Task objective: Leave every picture out. Set down all the lines below exactly.

Records contained in a dataset:
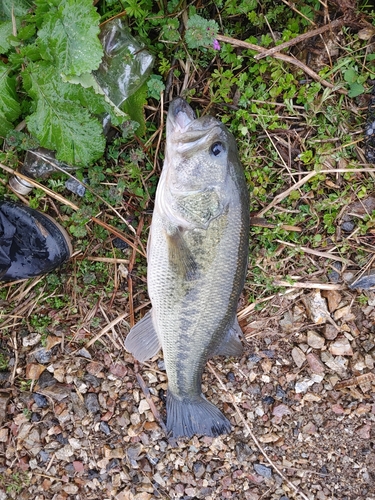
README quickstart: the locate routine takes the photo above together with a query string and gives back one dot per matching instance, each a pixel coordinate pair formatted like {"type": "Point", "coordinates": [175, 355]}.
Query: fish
{"type": "Point", "coordinates": [197, 257]}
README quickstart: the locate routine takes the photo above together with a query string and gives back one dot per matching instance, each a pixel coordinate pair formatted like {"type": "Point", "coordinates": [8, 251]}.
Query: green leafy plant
{"type": "Point", "coordinates": [56, 44]}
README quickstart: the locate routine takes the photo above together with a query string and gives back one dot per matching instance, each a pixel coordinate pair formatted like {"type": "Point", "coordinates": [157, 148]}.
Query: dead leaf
{"type": "Point", "coordinates": [34, 371]}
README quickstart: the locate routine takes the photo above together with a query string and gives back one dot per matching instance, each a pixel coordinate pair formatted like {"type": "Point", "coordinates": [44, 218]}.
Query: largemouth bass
{"type": "Point", "coordinates": [197, 259]}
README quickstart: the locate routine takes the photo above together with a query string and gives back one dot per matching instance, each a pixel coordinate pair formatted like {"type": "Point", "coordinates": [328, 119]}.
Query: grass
{"type": "Point", "coordinates": [286, 124]}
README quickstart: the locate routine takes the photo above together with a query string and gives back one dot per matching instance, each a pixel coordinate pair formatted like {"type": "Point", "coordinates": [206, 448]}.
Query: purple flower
{"type": "Point", "coordinates": [216, 45]}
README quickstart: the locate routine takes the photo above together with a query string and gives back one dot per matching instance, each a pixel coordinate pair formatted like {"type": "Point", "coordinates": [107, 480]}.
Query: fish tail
{"type": "Point", "coordinates": [186, 417]}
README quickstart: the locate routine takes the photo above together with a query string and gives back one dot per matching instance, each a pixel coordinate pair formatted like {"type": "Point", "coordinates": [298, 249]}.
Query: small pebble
{"type": "Point", "coordinates": [198, 469]}
{"type": "Point", "coordinates": [44, 456]}
{"type": "Point", "coordinates": [262, 470]}
{"type": "Point", "coordinates": [91, 402]}
{"type": "Point", "coordinates": [254, 358]}
{"type": "Point", "coordinates": [243, 451]}
{"type": "Point", "coordinates": [92, 474]}
{"type": "Point", "coordinates": [268, 400]}
{"type": "Point", "coordinates": [315, 340]}
{"type": "Point", "coordinates": [40, 400]}
{"type": "Point", "coordinates": [61, 439]}
{"type": "Point", "coordinates": [341, 347]}
{"type": "Point", "coordinates": [161, 365]}
{"type": "Point", "coordinates": [113, 464]}
{"type": "Point", "coordinates": [348, 227]}
{"type": "Point", "coordinates": [46, 380]}
{"type": "Point", "coordinates": [280, 393]}
{"type": "Point", "coordinates": [91, 380]}
{"type": "Point", "coordinates": [119, 243]}
{"type": "Point", "coordinates": [43, 356]}
{"type": "Point", "coordinates": [35, 417]}
{"type": "Point", "coordinates": [104, 427]}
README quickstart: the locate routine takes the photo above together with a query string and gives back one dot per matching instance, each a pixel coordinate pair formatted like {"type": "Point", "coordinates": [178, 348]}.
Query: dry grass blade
{"type": "Point", "coordinates": [246, 311]}
{"type": "Point", "coordinates": [282, 57]}
{"type": "Point", "coordinates": [286, 193]}
{"type": "Point", "coordinates": [261, 222]}
{"type": "Point", "coordinates": [337, 23]}
{"type": "Point", "coordinates": [240, 414]}
{"type": "Point", "coordinates": [325, 255]}
{"type": "Point", "coordinates": [309, 284]}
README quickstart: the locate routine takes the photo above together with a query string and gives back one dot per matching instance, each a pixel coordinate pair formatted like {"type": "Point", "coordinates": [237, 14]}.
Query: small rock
{"type": "Point", "coordinates": [337, 364]}
{"type": "Point", "coordinates": [333, 298]}
{"type": "Point", "coordinates": [119, 243]}
{"type": "Point", "coordinates": [35, 417]}
{"type": "Point", "coordinates": [367, 345]}
{"type": "Point", "coordinates": [104, 427]}
{"type": "Point", "coordinates": [44, 456]}
{"type": "Point", "coordinates": [298, 356]}
{"type": "Point", "coordinates": [84, 353]}
{"type": "Point", "coordinates": [364, 431]}
{"type": "Point", "coordinates": [31, 340]}
{"type": "Point", "coordinates": [64, 453]}
{"type": "Point", "coordinates": [262, 470]}
{"type": "Point", "coordinates": [43, 356]}
{"type": "Point", "coordinates": [315, 364]}
{"type": "Point", "coordinates": [344, 312]}
{"type": "Point", "coordinates": [316, 307]}
{"type": "Point", "coordinates": [143, 406]}
{"type": "Point", "coordinates": [91, 402]}
{"type": "Point", "coordinates": [198, 469]}
{"type": "Point", "coordinates": [330, 332]}
{"type": "Point", "coordinates": [46, 380]}
{"type": "Point", "coordinates": [341, 347]}
{"type": "Point", "coordinates": [315, 340]}
{"type": "Point", "coordinates": [303, 384]}
{"type": "Point", "coordinates": [243, 451]}
{"type": "Point", "coordinates": [348, 227]}
{"type": "Point", "coordinates": [40, 400]}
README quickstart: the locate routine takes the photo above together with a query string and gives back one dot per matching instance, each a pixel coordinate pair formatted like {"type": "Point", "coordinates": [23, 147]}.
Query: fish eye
{"type": "Point", "coordinates": [217, 148]}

Exercise answer:
README quickstart: the locate routine takes the photo above together with a query string and gives back one dot per matching instance, each a pixel coordinate pair formatted like {"type": "Point", "coordinates": [175, 355]}.
Query: fish
{"type": "Point", "coordinates": [197, 257]}
README quickstart: the locate routine takes the photo above together with a query string and gives back one dot per matching instance, each a pixel coordinate pair formatted like {"type": "Point", "coordinates": [8, 251]}.
Query: green leafy plant
{"type": "Point", "coordinates": [56, 44]}
README quickstart: the locate routine takes the photo above together with a query string and gives back one dot per matching instance, each a pixel coordinate pair formatted like {"type": "Point", "coordinates": [157, 148]}.
Query: dead leaf
{"type": "Point", "coordinates": [34, 371]}
README quickstart: the locate routine takes the photo above together with a query string and gives back one dot per matching instance, each a pixel coordinate pair formatted like {"type": "Point", "coordinates": [44, 218]}.
Query: largemouth bass
{"type": "Point", "coordinates": [197, 259]}
README quickstart: the locate routine takes the photo above together with a query string and gives back one dot per matching instance, each a pixel coordinate pair formatted like {"type": "Point", "coordinates": [328, 119]}.
Query: grass
{"type": "Point", "coordinates": [286, 124]}
README quickstart: the locate routine takes the photo above together with a query string and gives back one dot per matching instance, each a pixel coordinate pair formatted like {"type": "Point", "coordinates": [206, 448]}.
Query: purple flower
{"type": "Point", "coordinates": [216, 45]}
README quickstart: the locate routine takes the photo above together with a query string and gives back one dot per matching instance, each a pixel coordinate pair formatted like {"type": "Point", "coordinates": [107, 480]}.
Query: fish tail
{"type": "Point", "coordinates": [186, 417]}
README quickstart: the locate routine takes the photo above together with a query string and gives back one dot per matching instance, each a pixel coordinate pair formatted like {"type": "Point", "coordinates": [298, 249]}.
Query: small pebble
{"type": "Point", "coordinates": [198, 469]}
{"type": "Point", "coordinates": [44, 456]}
{"type": "Point", "coordinates": [262, 470]}
{"type": "Point", "coordinates": [91, 402]}
{"type": "Point", "coordinates": [254, 358]}
{"type": "Point", "coordinates": [243, 451]}
{"type": "Point", "coordinates": [92, 474]}
{"type": "Point", "coordinates": [268, 400]}
{"type": "Point", "coordinates": [315, 340]}
{"type": "Point", "coordinates": [40, 400]}
{"type": "Point", "coordinates": [61, 439]}
{"type": "Point", "coordinates": [341, 347]}
{"type": "Point", "coordinates": [161, 365]}
{"type": "Point", "coordinates": [113, 464]}
{"type": "Point", "coordinates": [348, 227]}
{"type": "Point", "coordinates": [46, 380]}
{"type": "Point", "coordinates": [280, 393]}
{"type": "Point", "coordinates": [91, 380]}
{"type": "Point", "coordinates": [119, 243]}
{"type": "Point", "coordinates": [43, 356]}
{"type": "Point", "coordinates": [35, 417]}
{"type": "Point", "coordinates": [104, 427]}
README quickstart: the locate routine takes the photo above together with a query string and gives back one dot per matching instance, each a pixel coordinate pair formatted like {"type": "Point", "coordinates": [178, 348]}.
Query: dry grass blade
{"type": "Point", "coordinates": [246, 311]}
{"type": "Point", "coordinates": [282, 57]}
{"type": "Point", "coordinates": [286, 193]}
{"type": "Point", "coordinates": [261, 222]}
{"type": "Point", "coordinates": [337, 23]}
{"type": "Point", "coordinates": [240, 414]}
{"type": "Point", "coordinates": [325, 255]}
{"type": "Point", "coordinates": [309, 284]}
README quickstart: the locate routine takes the photo above together with a query string and gives back one dot per matching instance, each a pixel coordinate pair formatted like {"type": "Point", "coordinates": [237, 14]}.
Query: small rock
{"type": "Point", "coordinates": [337, 364]}
{"type": "Point", "coordinates": [333, 298]}
{"type": "Point", "coordinates": [119, 243]}
{"type": "Point", "coordinates": [35, 417]}
{"type": "Point", "coordinates": [367, 345]}
{"type": "Point", "coordinates": [104, 427]}
{"type": "Point", "coordinates": [44, 456]}
{"type": "Point", "coordinates": [298, 356]}
{"type": "Point", "coordinates": [84, 353]}
{"type": "Point", "coordinates": [364, 431]}
{"type": "Point", "coordinates": [31, 340]}
{"type": "Point", "coordinates": [64, 453]}
{"type": "Point", "coordinates": [262, 470]}
{"type": "Point", "coordinates": [43, 356]}
{"type": "Point", "coordinates": [315, 364]}
{"type": "Point", "coordinates": [344, 312]}
{"type": "Point", "coordinates": [316, 307]}
{"type": "Point", "coordinates": [143, 406]}
{"type": "Point", "coordinates": [91, 402]}
{"type": "Point", "coordinates": [198, 469]}
{"type": "Point", "coordinates": [330, 332]}
{"type": "Point", "coordinates": [46, 380]}
{"type": "Point", "coordinates": [341, 347]}
{"type": "Point", "coordinates": [315, 340]}
{"type": "Point", "coordinates": [303, 384]}
{"type": "Point", "coordinates": [243, 451]}
{"type": "Point", "coordinates": [348, 227]}
{"type": "Point", "coordinates": [40, 400]}
README quickstart: the locate routine takes the photo above together with a query string and gives back one dot per matching instance, each a pixel coordinate pair formatted like {"type": "Point", "coordinates": [23, 147]}.
Query: fish eye
{"type": "Point", "coordinates": [217, 148]}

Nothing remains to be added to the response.